» Problem requirements: The records are to be restated in their entirety, word for word.

» Data to process:
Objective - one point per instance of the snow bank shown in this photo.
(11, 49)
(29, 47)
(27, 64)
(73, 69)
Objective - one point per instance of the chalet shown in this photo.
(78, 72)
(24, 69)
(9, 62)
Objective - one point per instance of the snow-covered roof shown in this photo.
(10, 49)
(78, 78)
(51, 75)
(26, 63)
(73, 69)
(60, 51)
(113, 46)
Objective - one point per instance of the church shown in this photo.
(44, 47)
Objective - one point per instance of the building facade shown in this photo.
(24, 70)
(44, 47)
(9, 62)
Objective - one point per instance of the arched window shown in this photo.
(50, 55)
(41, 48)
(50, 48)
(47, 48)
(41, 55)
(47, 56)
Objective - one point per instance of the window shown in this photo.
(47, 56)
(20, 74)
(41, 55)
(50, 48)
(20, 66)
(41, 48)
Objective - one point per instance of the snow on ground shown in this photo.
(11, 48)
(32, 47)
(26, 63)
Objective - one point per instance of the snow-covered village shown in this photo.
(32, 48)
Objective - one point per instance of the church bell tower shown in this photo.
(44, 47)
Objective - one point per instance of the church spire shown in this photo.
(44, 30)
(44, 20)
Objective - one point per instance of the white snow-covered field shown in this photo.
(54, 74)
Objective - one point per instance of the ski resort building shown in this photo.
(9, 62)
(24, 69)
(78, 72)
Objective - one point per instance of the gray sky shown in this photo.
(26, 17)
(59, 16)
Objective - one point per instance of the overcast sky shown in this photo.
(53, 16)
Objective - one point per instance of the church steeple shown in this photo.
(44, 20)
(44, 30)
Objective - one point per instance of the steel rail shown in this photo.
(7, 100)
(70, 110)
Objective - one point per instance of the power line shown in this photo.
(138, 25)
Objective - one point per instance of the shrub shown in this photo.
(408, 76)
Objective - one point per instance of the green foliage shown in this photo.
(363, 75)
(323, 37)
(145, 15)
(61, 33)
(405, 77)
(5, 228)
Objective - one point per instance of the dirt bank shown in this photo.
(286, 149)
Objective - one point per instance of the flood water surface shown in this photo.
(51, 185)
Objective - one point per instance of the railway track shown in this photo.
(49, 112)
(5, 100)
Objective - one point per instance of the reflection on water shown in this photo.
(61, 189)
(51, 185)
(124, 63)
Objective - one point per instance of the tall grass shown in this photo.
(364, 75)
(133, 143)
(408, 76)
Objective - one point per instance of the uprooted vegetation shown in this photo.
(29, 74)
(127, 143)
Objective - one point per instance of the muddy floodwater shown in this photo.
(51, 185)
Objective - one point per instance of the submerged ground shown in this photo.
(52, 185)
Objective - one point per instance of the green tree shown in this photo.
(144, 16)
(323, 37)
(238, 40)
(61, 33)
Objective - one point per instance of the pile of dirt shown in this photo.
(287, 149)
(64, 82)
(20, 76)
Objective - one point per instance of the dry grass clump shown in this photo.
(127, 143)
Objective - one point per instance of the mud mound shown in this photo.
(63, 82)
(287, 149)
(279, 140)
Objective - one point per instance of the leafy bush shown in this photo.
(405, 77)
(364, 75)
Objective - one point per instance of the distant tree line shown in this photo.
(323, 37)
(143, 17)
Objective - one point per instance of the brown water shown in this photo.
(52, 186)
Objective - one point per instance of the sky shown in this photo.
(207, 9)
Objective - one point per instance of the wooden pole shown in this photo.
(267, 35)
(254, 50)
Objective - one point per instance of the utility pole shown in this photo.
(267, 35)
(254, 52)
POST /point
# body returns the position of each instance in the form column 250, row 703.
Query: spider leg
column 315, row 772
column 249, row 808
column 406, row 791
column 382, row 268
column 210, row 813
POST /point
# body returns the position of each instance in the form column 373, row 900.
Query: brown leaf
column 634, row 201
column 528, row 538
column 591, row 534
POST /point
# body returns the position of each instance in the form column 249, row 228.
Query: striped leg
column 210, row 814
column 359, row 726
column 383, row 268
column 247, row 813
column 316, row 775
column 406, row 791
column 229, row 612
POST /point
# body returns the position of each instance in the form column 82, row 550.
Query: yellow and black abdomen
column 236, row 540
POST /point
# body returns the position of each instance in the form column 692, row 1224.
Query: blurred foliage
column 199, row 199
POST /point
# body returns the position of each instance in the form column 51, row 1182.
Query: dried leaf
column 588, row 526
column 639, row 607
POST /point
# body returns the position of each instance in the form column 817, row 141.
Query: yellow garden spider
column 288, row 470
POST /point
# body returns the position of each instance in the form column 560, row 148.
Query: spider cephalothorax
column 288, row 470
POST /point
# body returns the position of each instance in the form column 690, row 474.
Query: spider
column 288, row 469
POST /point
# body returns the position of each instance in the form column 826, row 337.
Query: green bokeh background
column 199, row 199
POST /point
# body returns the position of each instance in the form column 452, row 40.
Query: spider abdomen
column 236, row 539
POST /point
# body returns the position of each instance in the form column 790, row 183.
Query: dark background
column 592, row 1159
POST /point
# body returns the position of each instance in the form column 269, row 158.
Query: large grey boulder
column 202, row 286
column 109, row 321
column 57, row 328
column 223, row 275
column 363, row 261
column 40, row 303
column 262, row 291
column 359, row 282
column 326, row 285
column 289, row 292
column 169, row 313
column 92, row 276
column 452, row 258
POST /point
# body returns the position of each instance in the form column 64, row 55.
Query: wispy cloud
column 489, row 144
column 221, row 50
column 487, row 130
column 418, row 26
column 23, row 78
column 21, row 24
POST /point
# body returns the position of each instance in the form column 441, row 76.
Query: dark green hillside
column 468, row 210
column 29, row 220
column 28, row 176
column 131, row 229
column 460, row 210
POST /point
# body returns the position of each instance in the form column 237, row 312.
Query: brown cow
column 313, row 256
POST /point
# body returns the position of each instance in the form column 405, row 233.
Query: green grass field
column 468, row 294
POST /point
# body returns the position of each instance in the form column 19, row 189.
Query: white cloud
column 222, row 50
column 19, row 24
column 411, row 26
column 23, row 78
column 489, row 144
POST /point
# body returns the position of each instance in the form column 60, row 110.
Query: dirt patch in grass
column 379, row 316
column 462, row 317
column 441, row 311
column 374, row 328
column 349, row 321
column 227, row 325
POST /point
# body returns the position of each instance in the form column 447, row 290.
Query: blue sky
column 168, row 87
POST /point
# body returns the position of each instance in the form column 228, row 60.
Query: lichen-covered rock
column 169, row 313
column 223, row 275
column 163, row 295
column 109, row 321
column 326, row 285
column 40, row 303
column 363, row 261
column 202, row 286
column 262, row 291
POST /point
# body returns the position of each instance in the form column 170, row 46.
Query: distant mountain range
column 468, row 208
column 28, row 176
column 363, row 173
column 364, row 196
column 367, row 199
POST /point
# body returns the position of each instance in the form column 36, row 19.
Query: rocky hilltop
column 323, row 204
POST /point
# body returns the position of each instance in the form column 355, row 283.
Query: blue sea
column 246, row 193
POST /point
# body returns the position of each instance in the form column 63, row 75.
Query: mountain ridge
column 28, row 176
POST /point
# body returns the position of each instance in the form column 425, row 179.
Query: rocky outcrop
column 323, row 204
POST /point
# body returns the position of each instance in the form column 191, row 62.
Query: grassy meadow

» Answer below:
Objective - one point per instance of the snow bank shown in this photo.
(11, 49)
(29, 47)
(27, 64)
(73, 69)
Objective - one point per instance of the chalet shown in this photo.
(78, 72)
(24, 69)
(9, 62)
Objective - one point per instance of the snow-covered roof shown in this photo.
(10, 49)
(78, 78)
(51, 75)
(26, 63)
(73, 69)
(60, 51)
(113, 46)
Objective - one point per instance of the church shown in this photo.
(44, 47)
Objective - one point per instance of the building facade shown in this photo.
(24, 70)
(44, 47)
(9, 62)
Objective - one point per instance of the arched window shown in this photo.
(50, 55)
(41, 48)
(50, 48)
(47, 48)
(41, 55)
(47, 56)
Objective - one point per instance of the window shown in this photo.
(47, 56)
(20, 74)
(41, 55)
(50, 48)
(20, 66)
(41, 48)
Objective - one point per instance of the snow on ground shown in this photo.
(11, 48)
(32, 47)
(26, 63)
Objective - one point per instance of the snow-covered village shown in this photo.
(32, 48)
Objective - one point per instance of the church bell tower shown in this photo.
(44, 47)
Objective - one point per instance of the church spire shown in this photo.
(44, 30)
(44, 20)
Objective - one point per instance of the white snow-covered field shown in this photo.
(54, 74)
Objective - one point per instance of the ski resort building shown in this photo.
(9, 62)
(24, 69)
(78, 72)
Objective - one point per instance of the gray sky shown in this photo.
(26, 17)
(59, 16)
Objective - one point per instance of the overcast sky shown in this photo.
(53, 16)
Objective - one point per instance of the church steeple shown in this photo.
(44, 20)
(44, 30)
Objective - one point per instance of the steel rail shown in this photo.
(7, 100)
(70, 110)
Objective - one point per instance of the power line shown in this photo.
(138, 25)
Objective - one point per instance of the shrub shown in this photo.
(408, 76)
Objective - one point per instance of the green foliage shown in this photo.
(363, 75)
(323, 37)
(145, 15)
(61, 33)
(405, 77)
(5, 228)
Objective - one point per instance of the dirt bank shown in this photo.
(286, 149)
Objective - one point per instance of the flood water surface shown in this photo.
(51, 185)
Objective - one point per instance of the railway track shown in this photo.
(49, 112)
(5, 100)
Objective - one point per instance of the reflection on water shown in this photo.
(61, 189)
(51, 185)
(124, 63)
Objective - one point per instance of the tall grass shown in this photo.
(364, 75)
(133, 143)
(408, 76)
Objective - one point per instance of the uprooted vegetation shown in this photo.
(29, 74)
(127, 143)
Objective - one point per instance of the muddy floodwater shown in this photo.
(51, 185)
Objective - one point per instance of the submerged ground shown in this photo.
(52, 185)
Objective - one point per instance of the green tree shown in this photo.
(144, 16)
(323, 37)
(238, 40)
(61, 33)
Objective - one point per instance of the pile of dirt shown in this photo.
(287, 149)
(64, 82)
(20, 76)
Objective - one point per instance of the dry grass clump shown in this photo.
(127, 143)
Objective - one point per instance of the mud mound shown in this photo.
(63, 82)
(287, 149)
(279, 140)
Objective - one point per instance of the leafy bush shown in this photo.
(405, 77)
(364, 75)
Objective - one point per instance of the distant tree line shown in this photo.
(323, 37)
(143, 17)
Objective - one point per instance of the brown water shown in this photo.
(52, 186)
Objective - one point per instance of the sky shown in this photo.
(207, 9)
Objective - one point per instance of the wooden pole shown in this photo.
(267, 35)
(254, 50)
Objective - one point per instance of the utility pole shown in this photo.
(267, 35)
(254, 52)
POST /point
# body returns the position of each instance in the form column 250, row 703.
Query: spider leg
column 315, row 772
column 249, row 808
column 406, row 791
column 382, row 268
column 210, row 813
POST /point
# body returns the position of each instance in the form column 373, row 900.
Query: brown leaf
column 634, row 201
column 528, row 538
column 591, row 534
POST /point
# body returns the position of each instance in the form column 249, row 228.
Query: striped leg
column 210, row 814
column 359, row 726
column 383, row 268
column 247, row 813
column 316, row 775
column 406, row 791
column 229, row 612
POST /point
# body returns the position of each instance in the form column 82, row 550.
Query: yellow and black abdomen
column 236, row 540
POST /point
# body returns the position of each instance in the form column 692, row 1224.
Query: blurred foliage
column 199, row 199
POST /point
# body returns the position of each instance in the form column 51, row 1182.
Query: dried leaf
column 588, row 526
column 639, row 607
POST /point
# body returns the position of each instance in the form column 817, row 141.
Query: yellow garden spider
column 288, row 470
POST /point
# body returns the position of each instance in the form column 560, row 148.
Query: spider cephalothorax
column 288, row 470
POST /point
# body returns the position of each instance in the form column 690, row 474.
Query: spider
column 288, row 469
POST /point
# body returns the position of each instance in the form column 826, row 337.
Query: green bokeh background
column 199, row 199
POST /point
# body returns the position of each instance in the form column 452, row 40.
Query: spider abdomen
column 236, row 539
POST /point
# body returns the position of each instance in the form column 790, row 183.
Query: dark background
column 592, row 1159
POST /point
# body returns the position of each instance in the form column 269, row 158.
Query: large grey boulder
column 202, row 286
column 109, row 321
column 57, row 328
column 223, row 275
column 363, row 261
column 40, row 303
column 262, row 291
column 359, row 282
column 326, row 285
column 289, row 292
column 169, row 313
column 92, row 276
column 452, row 258
POST /point
# body returns the position of each instance in the form column 64, row 55.
Query: wispy cloud
column 489, row 144
column 221, row 50
column 487, row 130
column 418, row 26
column 23, row 78
column 21, row 24
POST /point
# body returns the position of each instance in the form column 441, row 76.
Query: dark green hillside
column 468, row 210
column 29, row 220
column 28, row 176
column 131, row 229
column 460, row 210
POST /point
# body returns the position of each instance in the form column 237, row 312.
Query: brown cow
column 313, row 256
POST /point
# body returns the position of each instance in the form column 405, row 233.
Query: green grass field
column 468, row 294
POST /point
# body returns the position of each instance in the form column 19, row 189.
Query: white cloud
column 222, row 50
column 19, row 24
column 411, row 26
column 23, row 78
column 489, row 144
POST /point
# body returns the position of each instance in the form column 60, row 110.
Query: dirt patch in grass
column 379, row 316
column 462, row 317
column 441, row 311
column 374, row 328
column 349, row 321
column 227, row 325
POST /point
# body returns the position of each instance in the form column 447, row 290.
Query: blue sky
column 168, row 87
POST /point
# body returns the position of each instance in the form column 228, row 60.
Query: lichen-covered rock
column 169, row 313
column 223, row 275
column 163, row 295
column 109, row 321
column 326, row 285
column 40, row 303
column 363, row 261
column 202, row 286
column 262, row 291
POST /point
# body returns the position of each instance in the form column 170, row 46.
Query: distant mountain range
column 468, row 208
column 28, row 176
column 363, row 173
column 364, row 196
column 367, row 199
POST /point
# body returns the position of each instance in the form column 36, row 19.
Query: rocky hilltop
column 323, row 204
POST /point
# body returns the position of each instance in the form column 355, row 283.
Query: blue sea
column 246, row 193
POST /point
# body returns the position of each instance in the form column 63, row 75.
Query: mountain ridge
column 28, row 176
POST /point
# body returns the position of each instance in the form column 425, row 179.
Query: rocky outcrop
column 323, row 204
POST /point
# body returns the position of each instance in the form column 191, row 62.
Query: grassy meadow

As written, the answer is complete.